**What is expected**
Reproduce each of the following lines character for character, with nothing changed.
________________________________________
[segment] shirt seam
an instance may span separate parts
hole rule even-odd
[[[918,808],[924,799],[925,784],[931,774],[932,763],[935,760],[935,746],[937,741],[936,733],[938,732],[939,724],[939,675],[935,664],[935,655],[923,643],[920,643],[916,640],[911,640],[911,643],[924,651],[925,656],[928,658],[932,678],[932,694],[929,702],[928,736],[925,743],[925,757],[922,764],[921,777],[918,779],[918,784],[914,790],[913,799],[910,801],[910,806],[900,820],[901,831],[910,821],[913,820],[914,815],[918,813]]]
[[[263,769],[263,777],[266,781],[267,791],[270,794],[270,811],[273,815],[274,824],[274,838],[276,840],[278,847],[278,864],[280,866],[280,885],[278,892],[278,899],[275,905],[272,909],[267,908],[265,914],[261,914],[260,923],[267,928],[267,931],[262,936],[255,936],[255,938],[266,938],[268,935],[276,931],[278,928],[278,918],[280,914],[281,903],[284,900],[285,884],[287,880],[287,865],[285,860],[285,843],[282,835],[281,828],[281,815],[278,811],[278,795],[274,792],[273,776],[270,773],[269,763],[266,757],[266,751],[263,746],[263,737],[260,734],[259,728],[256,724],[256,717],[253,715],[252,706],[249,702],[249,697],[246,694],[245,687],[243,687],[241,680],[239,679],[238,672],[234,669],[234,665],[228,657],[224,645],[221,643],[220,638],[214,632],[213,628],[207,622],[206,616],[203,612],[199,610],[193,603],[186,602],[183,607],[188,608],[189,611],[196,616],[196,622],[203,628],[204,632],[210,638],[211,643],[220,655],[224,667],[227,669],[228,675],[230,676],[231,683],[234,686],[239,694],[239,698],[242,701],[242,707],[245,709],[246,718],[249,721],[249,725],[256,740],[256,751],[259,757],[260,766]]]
________________________________________
**Task answer**
[segment] shirt seam
an instance may span separate parts
hole rule even-odd
[[[918,808],[924,799],[925,784],[931,774],[932,763],[935,760],[935,746],[937,741],[936,733],[938,732],[939,724],[939,675],[935,664],[935,655],[923,643],[920,643],[916,640],[911,640],[911,643],[924,651],[925,656],[928,658],[932,678],[932,694],[929,702],[928,736],[925,743],[925,757],[922,764],[921,777],[918,779],[918,784],[914,790],[913,799],[910,801],[910,806],[900,820],[901,831],[910,821],[913,820],[914,815],[918,813]]]
[[[263,769],[263,777],[266,781],[267,791],[270,794],[270,811],[273,815],[274,824],[274,838],[276,840],[278,847],[278,864],[280,866],[280,885],[278,892],[278,899],[275,905],[272,909],[267,908],[265,914],[261,914],[260,923],[267,928],[267,931],[262,936],[255,936],[255,938],[266,938],[268,935],[276,931],[278,928],[278,918],[280,914],[281,903],[284,900],[285,884],[287,880],[287,865],[285,860],[285,843],[282,835],[281,828],[281,815],[278,811],[278,795],[274,792],[273,776],[270,773],[269,763],[266,757],[266,751],[263,746],[263,737],[260,734],[259,728],[256,724],[256,717],[253,715],[252,706],[249,702],[249,697],[246,694],[245,687],[243,687],[241,680],[239,679],[238,672],[234,669],[234,665],[228,657],[224,645],[221,643],[220,638],[214,632],[213,628],[207,622],[206,616],[203,612],[199,610],[193,603],[186,602],[183,607],[188,608],[189,611],[196,616],[196,622],[203,628],[204,632],[210,638],[211,643],[220,655],[224,667],[227,669],[228,675],[230,676],[231,683],[234,686],[239,694],[239,698],[242,701],[242,707],[245,709],[246,718],[249,721],[249,725],[256,740],[256,751],[259,757],[260,766]]]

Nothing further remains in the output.